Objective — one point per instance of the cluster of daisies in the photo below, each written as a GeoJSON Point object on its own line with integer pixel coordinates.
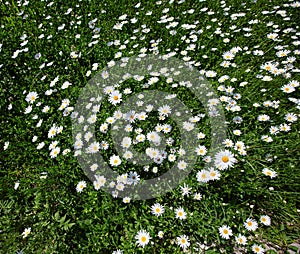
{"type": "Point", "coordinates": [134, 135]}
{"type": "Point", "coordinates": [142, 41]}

* * *

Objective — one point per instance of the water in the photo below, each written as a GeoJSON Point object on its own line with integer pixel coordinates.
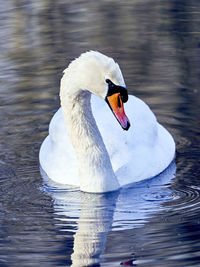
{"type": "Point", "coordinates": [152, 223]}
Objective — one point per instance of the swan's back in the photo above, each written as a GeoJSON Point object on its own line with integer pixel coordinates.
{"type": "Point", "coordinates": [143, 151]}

...

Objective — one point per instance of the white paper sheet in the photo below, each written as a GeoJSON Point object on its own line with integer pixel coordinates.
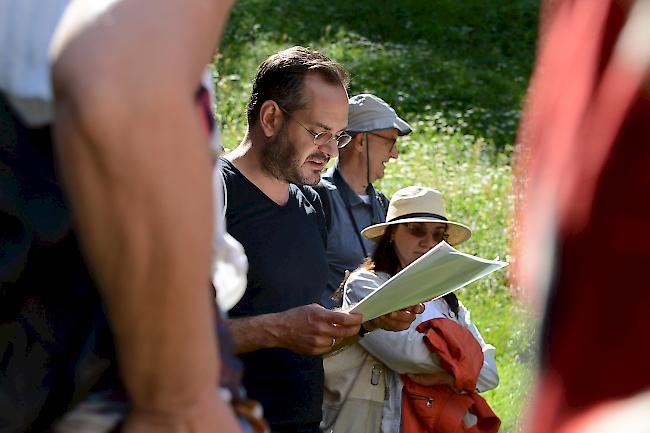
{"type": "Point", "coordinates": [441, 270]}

● **GIVEN EXERCISE**
Count the lines in the records above that contain the string "written", and reply with the number alone.

● **RESPONSE TO THE TASK**
4